**DIRECTION**
Render every line of the rows below as a JSON list of strings, one string per line, with blank lines omitted. Leave the picture lines out of the answer.

**GIVEN RECORDS**

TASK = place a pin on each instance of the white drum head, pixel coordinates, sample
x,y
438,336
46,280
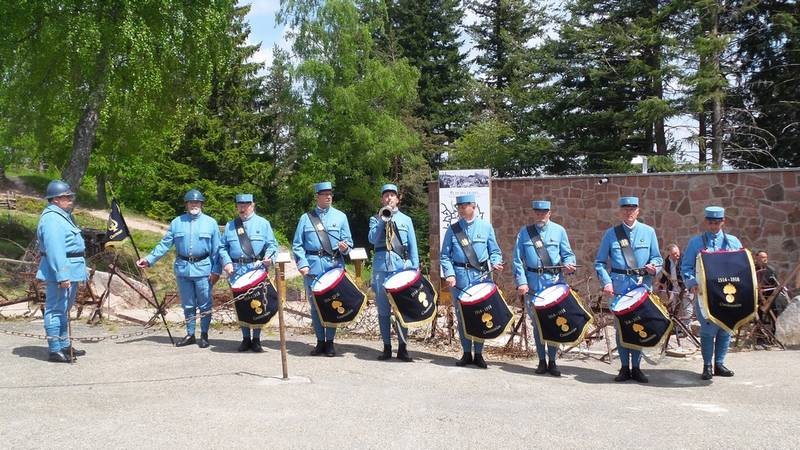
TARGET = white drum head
x,y
248,278
400,279
627,300
550,295
327,279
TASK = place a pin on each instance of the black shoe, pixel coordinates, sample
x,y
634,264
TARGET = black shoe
x,y
74,351
721,371
552,368
639,376
387,353
203,342
479,361
58,357
187,340
466,358
245,345
402,354
319,349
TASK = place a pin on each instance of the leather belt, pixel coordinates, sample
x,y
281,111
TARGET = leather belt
x,y
639,272
71,254
193,259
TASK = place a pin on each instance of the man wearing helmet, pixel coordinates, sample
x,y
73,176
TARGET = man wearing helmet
x,y
62,267
197,242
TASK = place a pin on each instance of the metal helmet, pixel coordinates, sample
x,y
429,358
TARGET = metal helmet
x,y
194,196
57,188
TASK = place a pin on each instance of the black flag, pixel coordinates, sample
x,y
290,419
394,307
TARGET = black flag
x,y
116,230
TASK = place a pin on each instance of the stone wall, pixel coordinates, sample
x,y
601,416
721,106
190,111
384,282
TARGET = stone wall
x,y
762,209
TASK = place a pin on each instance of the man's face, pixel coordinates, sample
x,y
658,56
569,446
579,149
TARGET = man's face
x,y
324,199
245,209
194,207
541,216
390,199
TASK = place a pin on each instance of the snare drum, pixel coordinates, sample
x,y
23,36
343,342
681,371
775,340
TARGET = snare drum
x,y
256,298
412,296
642,321
560,316
337,299
484,312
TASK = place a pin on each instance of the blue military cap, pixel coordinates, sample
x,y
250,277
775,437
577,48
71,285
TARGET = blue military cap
x,y
715,212
541,204
466,198
244,198
323,186
389,187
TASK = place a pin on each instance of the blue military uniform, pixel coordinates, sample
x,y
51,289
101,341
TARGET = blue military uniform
x,y
385,263
714,341
197,244
307,249
62,249
454,262
262,239
611,267
528,268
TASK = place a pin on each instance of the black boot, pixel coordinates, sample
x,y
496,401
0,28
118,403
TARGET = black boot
x,y
187,340
387,353
245,345
479,361
721,371
639,376
319,349
552,368
624,375
402,354
466,358
203,342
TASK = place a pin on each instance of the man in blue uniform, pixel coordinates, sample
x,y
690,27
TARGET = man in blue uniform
x,y
197,242
539,248
479,240
630,251
255,233
714,341
321,239
395,244
62,267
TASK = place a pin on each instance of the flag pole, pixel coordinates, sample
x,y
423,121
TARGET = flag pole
x,y
138,257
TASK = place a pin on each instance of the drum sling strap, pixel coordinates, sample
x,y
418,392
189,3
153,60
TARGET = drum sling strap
x,y
466,246
244,240
625,246
538,245
322,233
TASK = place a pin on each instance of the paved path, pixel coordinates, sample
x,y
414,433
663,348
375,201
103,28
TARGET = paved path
x,y
143,393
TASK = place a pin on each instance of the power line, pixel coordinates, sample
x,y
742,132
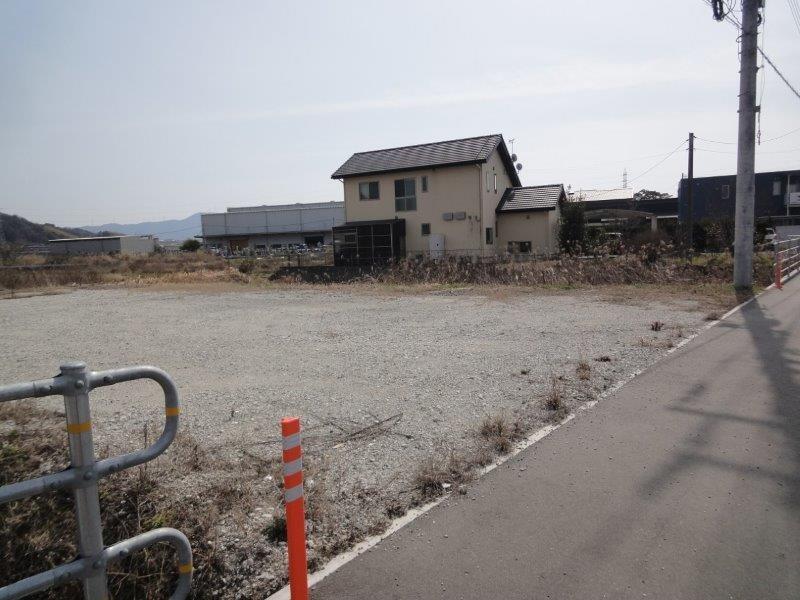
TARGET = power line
x,y
775,68
758,153
735,22
715,141
795,10
781,136
680,146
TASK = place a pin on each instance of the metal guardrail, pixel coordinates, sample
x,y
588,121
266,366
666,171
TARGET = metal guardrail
x,y
787,259
75,382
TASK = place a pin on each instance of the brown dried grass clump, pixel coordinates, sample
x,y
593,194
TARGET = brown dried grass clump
x,y
583,371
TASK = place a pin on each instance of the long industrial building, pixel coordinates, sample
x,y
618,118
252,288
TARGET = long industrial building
x,y
111,244
259,228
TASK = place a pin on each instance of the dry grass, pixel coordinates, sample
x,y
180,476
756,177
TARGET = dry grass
x,y
500,433
570,271
656,343
187,268
584,370
439,473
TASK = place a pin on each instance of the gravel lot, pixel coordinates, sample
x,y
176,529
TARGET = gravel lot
x,y
341,359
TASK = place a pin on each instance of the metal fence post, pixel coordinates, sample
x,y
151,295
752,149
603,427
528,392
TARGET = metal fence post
x,y
87,497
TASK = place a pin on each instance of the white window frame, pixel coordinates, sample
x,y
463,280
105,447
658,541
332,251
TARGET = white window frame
x,y
369,184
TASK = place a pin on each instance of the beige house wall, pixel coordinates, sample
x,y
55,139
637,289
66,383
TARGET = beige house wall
x,y
450,189
468,189
490,198
540,228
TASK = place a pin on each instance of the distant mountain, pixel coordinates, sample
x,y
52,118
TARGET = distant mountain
x,y
16,230
173,229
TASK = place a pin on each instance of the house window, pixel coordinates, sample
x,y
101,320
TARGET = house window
x,y
368,190
405,194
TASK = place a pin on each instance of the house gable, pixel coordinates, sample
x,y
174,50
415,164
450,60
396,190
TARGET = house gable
x,y
450,153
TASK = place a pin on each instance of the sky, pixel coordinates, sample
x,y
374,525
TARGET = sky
x,y
123,112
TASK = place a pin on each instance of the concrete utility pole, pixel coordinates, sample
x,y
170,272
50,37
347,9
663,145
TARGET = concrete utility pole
x,y
689,201
746,160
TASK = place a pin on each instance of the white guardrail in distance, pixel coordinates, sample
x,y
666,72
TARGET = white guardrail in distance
x,y
75,382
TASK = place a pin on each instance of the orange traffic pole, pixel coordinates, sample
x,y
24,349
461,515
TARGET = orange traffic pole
x,y
295,508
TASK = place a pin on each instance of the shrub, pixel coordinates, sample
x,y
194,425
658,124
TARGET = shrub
x,y
572,230
247,266
190,245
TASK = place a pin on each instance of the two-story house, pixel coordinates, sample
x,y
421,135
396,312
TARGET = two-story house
x,y
444,198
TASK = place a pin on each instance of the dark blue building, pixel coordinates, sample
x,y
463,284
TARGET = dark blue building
x,y
777,194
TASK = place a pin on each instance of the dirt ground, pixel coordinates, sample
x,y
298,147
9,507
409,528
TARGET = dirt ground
x,y
382,380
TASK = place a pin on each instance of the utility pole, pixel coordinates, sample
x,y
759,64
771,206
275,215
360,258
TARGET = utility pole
x,y
689,201
746,159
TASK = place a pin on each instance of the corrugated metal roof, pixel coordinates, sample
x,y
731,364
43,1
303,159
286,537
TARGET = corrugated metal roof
x,y
598,195
538,197
436,154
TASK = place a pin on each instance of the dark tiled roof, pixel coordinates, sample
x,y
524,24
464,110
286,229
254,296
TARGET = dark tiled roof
x,y
438,154
538,197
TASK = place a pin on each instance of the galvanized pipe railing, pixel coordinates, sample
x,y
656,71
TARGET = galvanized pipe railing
x,y
74,383
787,259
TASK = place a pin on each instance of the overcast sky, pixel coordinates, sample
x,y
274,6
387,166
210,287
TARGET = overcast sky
x,y
133,111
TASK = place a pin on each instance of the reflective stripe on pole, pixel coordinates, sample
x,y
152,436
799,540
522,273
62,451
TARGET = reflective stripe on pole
x,y
295,508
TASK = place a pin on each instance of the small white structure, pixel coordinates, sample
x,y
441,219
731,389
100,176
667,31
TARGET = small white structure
x,y
114,244
436,245
259,228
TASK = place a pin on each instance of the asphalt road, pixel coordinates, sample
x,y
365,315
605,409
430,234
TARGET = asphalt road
x,y
684,484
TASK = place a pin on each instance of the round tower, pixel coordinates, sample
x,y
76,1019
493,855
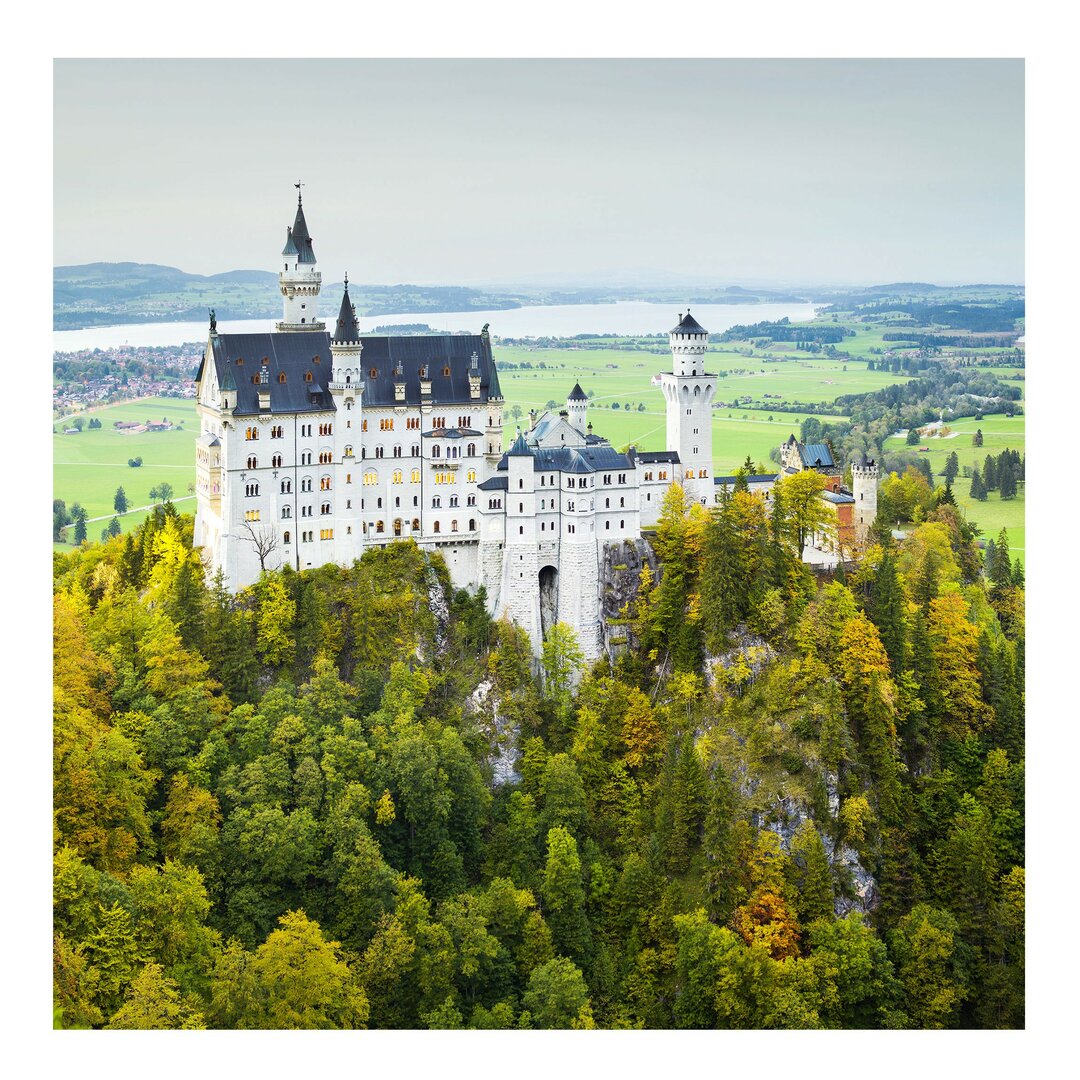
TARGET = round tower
x,y
688,391
688,342
300,280
577,407
864,475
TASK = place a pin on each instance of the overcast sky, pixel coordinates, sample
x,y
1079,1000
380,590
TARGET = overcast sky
x,y
469,172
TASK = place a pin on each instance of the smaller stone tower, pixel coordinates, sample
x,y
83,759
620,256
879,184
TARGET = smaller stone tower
x,y
689,390
577,407
299,279
864,474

**SOLUTION**
[
  "TASK = place a pin on each instance of the white drum head, pixel coordinates, sample",
  "x,y",
  "438,336",
  "46,280",
  "TARGET = white drum head",
  "x,y",
  "248,278",
  "400,279",
  "627,300",
  "550,295",
  "327,279",
  "TASK = place a pin on each instance of the black shoe, pixel coordinates, sample",
  "x,y",
  "634,264",
  "TARGET = black shoe",
  "x,y",
  "74,351",
  "721,371",
  "552,368",
  "639,376",
  "387,353",
  "203,342",
  "479,361",
  "58,357",
  "187,340",
  "466,358",
  "245,345",
  "402,354",
  "319,349",
  "TASK = place a pin on each instance of the leather belt, pixel coordinates, sample",
  "x,y",
  "281,111",
  "TARGET = leather belt",
  "x,y",
  "639,272",
  "71,254",
  "193,259",
  "TASK = place a pin on each instance of the man wearing helmet, pixel coordinates, sample",
  "x,y",
  "73,176",
  "TARGET = man wearing helmet",
  "x,y",
  "62,267",
  "197,242",
  "TASK = place a pin on each instance of the metal helmet, pixel coordinates, sample",
  "x,y",
  "429,358",
  "TARGET = metal helmet",
  "x,y",
  "194,196",
  "57,188",
  "TASK = place a pin on each instance of the black flag, pixel coordinates, sample",
  "x,y",
  "290,419",
  "394,307",
  "TARGET = black flag",
  "x,y",
  "116,230",
  "TASK = place a pin on each instance of the stone wall, pixel coordinates, sample",
  "x,y",
  "601,416",
  "721,106",
  "190,111",
  "384,282",
  "TARGET = stone wall",
  "x,y",
  "762,209",
  "TASK = place a pin on each instance of the man's face, pixel coordinates, sample",
  "x,y",
  "658,56",
  "569,446",
  "579,149",
  "TARGET = man's face",
  "x,y",
  "324,199",
  "245,209",
  "194,207",
  "541,216",
  "390,199",
  "TASK = place a pin on each instance of the snare drum, pixel coordinates, sample",
  "x,y",
  "23,36",
  "343,342",
  "681,371",
  "775,340",
  "TARGET = snare drum",
  "x,y",
  "256,298",
  "412,296",
  "642,321",
  "560,316",
  "337,299",
  "484,312",
  "TASK = place a pin on each instance of the blue military cap, pixel coordinates, sample",
  "x,y",
  "250,277",
  "775,437",
  "577,48",
  "71,285",
  "TARGET = blue military cap",
  "x,y",
  "715,212",
  "541,204",
  "466,198",
  "244,198",
  "323,186",
  "389,187",
  "TASK = place a pin on each instance of the blue military uniform, pixel coordinates, sample",
  "x,y",
  "51,289",
  "101,341",
  "TARGET = blue military uniform",
  "x,y",
  "385,263",
  "714,341",
  "197,244",
  "307,249",
  "62,249",
  "454,262",
  "262,239",
  "611,267",
  "528,268",
  "TASK = place a pin on each instance of the black boot, pixel coordinates, sample",
  "x,y",
  "496,401",
  "0,28",
  "118,403",
  "TARGET = black boot",
  "x,y",
  "187,340",
  "387,353",
  "245,345",
  "479,361",
  "721,371",
  "639,376",
  "319,349",
  "552,368",
  "624,375",
  "402,354",
  "466,358",
  "203,342",
  "TASK = place a pin on each instance of the man in blue uniform, pixel coordinates, sample",
  "x,y",
  "690,27",
  "TARGET = man in blue uniform",
  "x,y",
  "197,242",
  "539,248",
  "479,240",
  "630,251",
  "255,233",
  "714,341",
  "321,239",
  "395,244",
  "62,267",
  "TASK = place a pin on each instance of the flag pole, pixel coordinates, sample",
  "x,y",
  "423,121",
  "TARGET = flag pole",
  "x,y",
  "138,257",
  "TASK = place a pin on each instance of the drum sling strap, pixel coordinates, sample",
  "x,y",
  "418,392",
  "189,3",
  "153,60",
  "TARGET = drum sling strap",
  "x,y",
  "466,246",
  "244,240",
  "625,246",
  "538,245",
  "322,233",
  "TASK = place a pin on each instance of the paved path, pixel coordinates, sample",
  "x,y",
  "414,433",
  "663,348",
  "375,201",
  "103,28",
  "TARGET = paved path",
  "x,y",
  "143,393",
  "TASK = place a pin on each instance of the power line, pixel coordinates, sample",
  "x,y",
  "742,132",
  "TARGET = power line",
  "x,y",
  "775,68",
  "758,153",
  "735,22",
  "715,141",
  "795,10",
  "781,136",
  "680,146",
  "TASK = place a pin on each instance of the metal guardrail, pixel coordinates, sample",
  "x,y",
  "588,121",
  "266,366",
  "666,171",
  "TARGET = metal guardrail",
  "x,y",
  "787,259",
  "75,382",
  "TASK = place a pin on each instance of the brown dried grass clump, pixel coordinates, sample",
  "x,y",
  "593,194",
  "TARGET = brown dried grass clump",
  "x,y",
  "583,371",
  "TASK = place a pin on each instance of the long industrial building, pixel coordinates, sample",
  "x,y",
  "618,118",
  "252,288",
  "TARGET = long industrial building",
  "x,y",
  "111,244",
  "259,228",
  "TASK = place a pin on each instance of the dry grass, pixel coordinates, sample",
  "x,y",
  "180,476",
  "756,177",
  "TARGET = dry grass",
  "x,y",
  "500,433",
  "570,271",
  "656,343",
  "187,268",
  "584,370",
  "439,473",
  "TASK = place a pin on each instance of the gravel lot, pixel coordinates, sample",
  "x,y",
  "176,529",
  "TARGET = gravel lot",
  "x,y",
  "341,359",
  "TASK = place a pin on each instance of the metal fence post, pixel coordinates, sample",
  "x,y",
  "151,295",
  "752,149",
  "603,427",
  "528,392",
  "TARGET = metal fence post",
  "x,y",
  "87,497",
  "TASK = place a pin on each instance of the white window frame, pixel coordinates, sample",
  "x,y",
  "463,280",
  "105,447",
  "658,541",
  "332,251",
  "TARGET = white window frame",
  "x,y",
  "369,184",
  "TASK = place a pin on each instance of the beige house wall, pixel coordinates, sample",
  "x,y",
  "55,139",
  "637,289",
  "66,383",
  "TARGET = beige house wall",
  "x,y",
  "450,189",
  "468,189",
  "490,198",
  "540,228",
  "TASK = place a pin on each instance of the distant mountain, pixel coordinates, sample",
  "x,y",
  "52,118",
  "TARGET = distant mountain",
  "x,y",
  "16,230",
  "173,229",
  "TASK = place a pin on each instance of the house window, pixel coordinates, sample",
  "x,y",
  "101,320",
  "TARGET = house window",
  "x,y",
  "368,190",
  "405,194",
  "TASK = place a pin on each instance of the house gable, pixel coordinates, sample",
  "x,y",
  "174,50",
  "415,164",
  "450,60",
  "396,190",
  "TARGET = house gable",
  "x,y",
  "450,153",
  "TASK = place a pin on each instance of the sky, pixel coordinates, sample",
  "x,y",
  "374,525",
  "TARGET = sky",
  "x,y",
  "123,112",
  "TASK = place a pin on each instance of the concrete utility pole, pixel coordinates, sample",
  "x,y",
  "170,272",
  "50,37",
  "347,9",
  "663,145",
  "TARGET = concrete utility pole",
  "x,y",
  "689,201",
  "746,160",
  "TASK = place a pin on each instance of the white guardrail in distance, pixel coordinates, sample",
  "x,y",
  "666,72",
  "TARGET = white guardrail in distance",
  "x,y",
  "75,382",
  "TASK = place a pin on each instance of the orange traffic pole, pixel coordinates, sample",
  "x,y",
  "24,349",
  "461,515",
  "TARGET = orange traffic pole",
  "x,y",
  "295,508",
  "TASK = place a pin on each instance of the shrub, pixel coordinates, sample",
  "x,y",
  "194,425",
  "658,124",
  "TARGET = shrub",
  "x,y",
  "572,230",
  "247,266",
  "190,245",
  "TASK = place a pin on each instance of the two-story house, pixel coordinates, sample",
  "x,y",
  "421,135",
  "396,312",
  "TARGET = two-story house",
  "x,y",
  "444,198",
  "TASK = place a pin on each instance of the dark blue building, pixel coordinates, sample",
  "x,y",
  "463,284",
  "TARGET = dark blue building",
  "x,y",
  "777,194",
  "TASK = place a pin on each instance of the dirt ground, pixel coordinates, sample",
  "x,y",
  "298,147",
  "9,507",
  "409,528",
  "TARGET = dirt ground",
  "x,y",
  "382,380",
  "TASK = place a pin on each instance of the utility pole, pixel coordinates, sample",
  "x,y",
  "759,64",
  "771,206",
  "275,215",
  "360,258",
  "TARGET = utility pole",
  "x,y",
  "689,201",
  "746,159",
  "TASK = place a pin on each instance of the corrugated metal roof, pixel coordinates, sample",
  "x,y",
  "731,364",
  "43,1",
  "303,159",
  "286,537",
  "TARGET = corrugated metal roof",
  "x,y",
  "598,195",
  "538,197",
  "436,154",
  "TASK = place a pin on each instance of the dark tiled roof, pixel coordinates, sample",
  "x,y",
  "524,24",
  "464,110",
  "286,229",
  "254,296",
  "TARGET = dark tiled roof",
  "x,y",
  "438,154",
  "538,197",
  "TASK = place a pin on each instance of the galvanized pipe railing, pixel coordinates, sample",
  "x,y",
  "656,71",
  "TARGET = galvanized pipe railing",
  "x,y",
  "74,383",
  "787,259",
  "TASK = place a pin on each instance of the overcast sky, pixel coordinates, sample",
  "x,y",
  "274,6",
  "387,166",
  "210,287",
  "TARGET = overcast sky",
  "x,y",
  "133,111",
  "TASK = place a pin on each instance of the reflective stripe on pole, pixel coordinates, sample",
  "x,y",
  "152,436",
  "799,540",
  "522,273",
  "62,451",
  "TARGET = reflective stripe on pole",
  "x,y",
  "295,508",
  "TASK = place a pin on each instance of the small white structure, pixel coordinates, sample",
  "x,y",
  "441,219",
  "731,389",
  "100,176",
  "667,31",
  "TARGET = small white structure",
  "x,y",
  "114,244",
  "436,245",
  "259,228",
  "TASK = place a pin on each instance of the asphalt road, pixel coordinates, sample",
  "x,y",
  "365,315",
  "605,409",
  "430,234",
  "TARGET = asphalt road",
  "x,y",
  "684,484",
  "TASK = place a pin on each instance of the round tower, pixel coordinates, sample",
  "x,y",
  "76,1019",
  "493,855",
  "TARGET = round tower",
  "x,y",
  "688,391",
  "688,342",
  "300,280",
  "577,407",
  "864,475",
  "TASK = place a pin on each instance of the overcast sky, pixel coordinates, sample",
  "x,y",
  "1079,1000",
  "380,590",
  "TARGET = overcast sky",
  "x,y",
  "469,172",
  "TASK = place a pin on each instance of the smaller stone tower, pixel coordinates, sample",
  "x,y",
  "83,759",
  "620,256",
  "879,184",
  "TARGET = smaller stone tower",
  "x,y",
  "689,390",
  "577,407",
  "299,279",
  "864,474"
]